» **YOUR TASKS**:
a) Condense the paragraph of the Ian MacKaye piece that begins "Fugazi went on an indefinite hiatus" into a short bulleted list that keeps its main facts.
b) Output the passage of the Ian MacKaye piece from "Fugazi went on" to "you about that.", word for word.

» **GIVEN TEXT**:
======

Read the whole thing over on Lit Reactor.

Ian MacKaye: Epic Problem

Ian MacKaye is a lot of things, but he’s best known as the co-founder of Dischord Records and the bands Minor Threat and Fugazi. One of the ways he came to punk practices was through skateboarding, which he describes as a discipline, a way to reinterpret the world. Punk, as he explains below, is also a way to reinterpret the world. If languages are our lenses, then these are his native tongues.

I found Minor Threat in high school, after they’d already broken up. I got both of their cassettes at a record store in a mall on a trip through in Huntsville, Alabama. From there, I followed Ian through string of bands—Egghunt, Embrace, Pailhead—but when Fugazi came together, it was clear that something else was going on. My friends and I didn’t know that their first self-titled EP was the beginning a phenomenal 15-year run, but we knew it was something special. Where Minor Threat helped define the genre of hardcore, Fugazi was beyond that, a little bit outside of the genres we knew at the time. I remember driving to the skatepark in my 1973 VW Beetle shortly after getting that first tape. My friend Sean Young sat in the passenger seat rewinding “Waiting Room” over and over the whole way there. The opening chords of that song sound as fresh now as they did then.

Fugazi went on an indefinite hiatus the same year that MySpace launched. The timing is significant because MySpace briefly became the online place for music, for bands and fans alike. In 2018 they lost 12 years of their users’ files in a server migration catastrophe. The lost files include everything uploaded between 2003 and 2015, over 50 million songs by 14 million artists, as well as countless photos and videos. As we offload and outsource our archives to these services, we run the risk of losing them without recourse.

If there’s a lesson there, it’s the same one MacKaye lives by: self-reliance. He’s been keeping his own archives all his life, but I’ll let him tell you about that.

[Portrait by Roy Christopher]

Roy Christopher: You and I both came up and were introduced to this culture through skateboarding. How did you initially get into punk?

======

Data items
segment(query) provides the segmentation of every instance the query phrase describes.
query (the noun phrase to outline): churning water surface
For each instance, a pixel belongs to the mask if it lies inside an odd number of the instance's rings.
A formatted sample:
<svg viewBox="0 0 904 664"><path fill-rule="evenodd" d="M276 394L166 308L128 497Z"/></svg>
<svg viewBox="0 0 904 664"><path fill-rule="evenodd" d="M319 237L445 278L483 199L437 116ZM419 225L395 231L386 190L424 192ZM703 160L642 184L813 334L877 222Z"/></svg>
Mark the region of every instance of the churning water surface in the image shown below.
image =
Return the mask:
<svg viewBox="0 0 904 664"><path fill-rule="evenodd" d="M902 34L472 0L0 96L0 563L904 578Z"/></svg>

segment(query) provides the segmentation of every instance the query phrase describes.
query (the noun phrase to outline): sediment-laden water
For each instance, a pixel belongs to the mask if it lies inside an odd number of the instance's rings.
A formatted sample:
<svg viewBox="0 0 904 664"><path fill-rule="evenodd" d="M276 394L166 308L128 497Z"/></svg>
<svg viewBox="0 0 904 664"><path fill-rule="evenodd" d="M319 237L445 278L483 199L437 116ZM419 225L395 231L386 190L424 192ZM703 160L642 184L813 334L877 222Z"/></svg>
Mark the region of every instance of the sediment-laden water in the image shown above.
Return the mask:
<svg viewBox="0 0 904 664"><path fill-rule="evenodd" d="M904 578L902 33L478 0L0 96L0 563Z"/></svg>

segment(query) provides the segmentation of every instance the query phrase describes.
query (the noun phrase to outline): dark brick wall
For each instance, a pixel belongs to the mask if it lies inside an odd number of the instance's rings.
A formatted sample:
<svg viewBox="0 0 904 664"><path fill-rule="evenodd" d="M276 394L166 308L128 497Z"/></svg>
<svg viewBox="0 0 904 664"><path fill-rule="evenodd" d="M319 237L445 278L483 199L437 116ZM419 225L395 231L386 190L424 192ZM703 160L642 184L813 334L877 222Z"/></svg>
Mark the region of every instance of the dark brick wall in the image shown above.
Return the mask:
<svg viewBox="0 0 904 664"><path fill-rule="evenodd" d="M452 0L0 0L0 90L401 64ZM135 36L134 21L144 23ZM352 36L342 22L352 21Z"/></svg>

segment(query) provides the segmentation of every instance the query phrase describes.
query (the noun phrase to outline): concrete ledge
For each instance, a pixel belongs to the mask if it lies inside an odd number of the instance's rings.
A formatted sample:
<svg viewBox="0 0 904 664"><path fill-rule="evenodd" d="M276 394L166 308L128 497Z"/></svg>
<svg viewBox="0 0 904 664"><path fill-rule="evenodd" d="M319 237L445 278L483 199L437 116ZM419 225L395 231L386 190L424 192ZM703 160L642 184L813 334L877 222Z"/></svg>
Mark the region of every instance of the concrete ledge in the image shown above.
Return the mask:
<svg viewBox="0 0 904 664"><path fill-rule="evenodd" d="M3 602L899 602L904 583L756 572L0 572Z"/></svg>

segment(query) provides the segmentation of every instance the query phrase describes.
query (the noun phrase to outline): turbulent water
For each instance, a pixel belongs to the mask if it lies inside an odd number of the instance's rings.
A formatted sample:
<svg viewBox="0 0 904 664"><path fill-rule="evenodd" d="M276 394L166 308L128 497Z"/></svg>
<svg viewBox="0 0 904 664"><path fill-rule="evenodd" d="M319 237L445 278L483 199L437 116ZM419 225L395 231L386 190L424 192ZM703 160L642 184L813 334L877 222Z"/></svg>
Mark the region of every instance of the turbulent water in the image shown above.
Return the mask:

======

» **ANSWERS TO THE TASKS**:
a)
- Fugazi went on an indefinite hiatus in the same year MySpace launched.
- MySpace briefly became the online place for music, for bands and fans alike.
- In 2018, a server migration catastrophe at MySpace lost 12 years of users' files.
- The loss covered everything uploaded between 2003 and 2015: over 50 million songs by 14 million artists, plus countless photos and videos.
- Offloading and outsourcing our archives to such services risks losing them without recourse.

b)
Fugazi went on an indefinite hiatus the same year that MySpace launched. The timing is significant because MySpace briefly became the online place for music, for bands and fans alike. In 2018 they lost 12 years of their users’ files in a server migration catastrophe. The lost files include everything uploaded between 2003 and 2015, over 50 million songs by 14 million artists, as well as countless photos and videos. As we offload and outsource our archives to these services, we run the risk of losing them without recourse.

If there’s a lesson there, it’s the same one MacKaye lives by: self-reliance. He’s been keeping his own archives all his life, but I’ll let him tell you about that.